> _EXCERPT TO READ_
.....
I read that all as "whine, whine, whine". 

Seriously, I have no problem at all with what Earl has been posting, and how he's referenced other sites. Why should he not mention another site where there's an ongoing conversation on the exact same issue? Perhaps the people at other sites may not be aware of the site and may have ignored the signature block area entirely.



generalpatton71 said:


> On the subject of the lawsuit now. I'm glad somebody is doing this on the part of the customers. They advertise HD and how they have the best quality blab blah blah, but it doesn't change the fact they are changing 1920x1080i to a lower resolution. While they say that they offer the highest quality of HD out there. Do I think I deserve money back?NO! However D* has a responsiblity to be truthful in there advertising and in what they tell consumers that they are offering via press release,interview, ect.


On this I somewhat agree, though I'm also somewhat in agreement with dswallow's comments here:


dswallow said:


> It's things like this that reinforces my belief that the only proper solution to our legal system is to kill all the lawyers. All of them.


but to clarify and calm a few nerves in the issues raised here:


Gunnyman said:


> Even Turtleboy?
> How about AJRitz?


I think we mostly need to get the practicing ones  Or at least get them before they help create new ones that will follow along in the same field as the people that have created so many of the frivilous lawsuits out there.


----------



## ShiningBengal (Mar 19, 2001)

ebonovic said:


> Depends on the channel... the MPEG-4 locals, DirecTV is not altering the resolution. They are providing the same resolution they are receiving from the affiliate.
> 
> Actually I think the title of the thread needs to be change.
> From our discussions today (in the dbs thread), and the details of the linked site.... The suit isn't for the "HDLite" it is that this particular feels that DirecTV switched the Picture Quality after he signed up...
> ...


Hard to see why someone would be entitled to monetary damages over something so trivial. Why didn't he just switch to cable and be done with it if he thought he could get better picture quality there?

IMHO, class action lawsuits are merely a way for law firms to get fat, and constitute an abuse of the legal system. Classes of people are never damaged in a legal sense--individuals, yes.

If the subscriber felt he had been defrauded, his remedy would be to sue for fraud in a civil court, or have the attorney general seek a criminal indictment. That's how the legal systems is supposed to work.

If the law firm prevails, they will reap huge cash rewards for all their hard work, while the subscriber will get two months of free HD-Lite. This is merely another flavor of ambulance chasing.


----------



## dswallow (Dec 3, 2000)

Gunnyman said:


> Even Turtleboy?
> How about AJRitz?
.....
> _DATASET EXTRACT_
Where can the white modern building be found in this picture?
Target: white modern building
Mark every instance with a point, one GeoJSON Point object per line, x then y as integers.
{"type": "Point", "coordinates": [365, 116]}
.....
> _REQUIRED TASK_
In the forum thread about the DirecTV lawsuit, what does ShiningBengal say the subscriber will get if the law firm prevails?

> _WRITTEN REPLY_
Two months of free HD-Lite.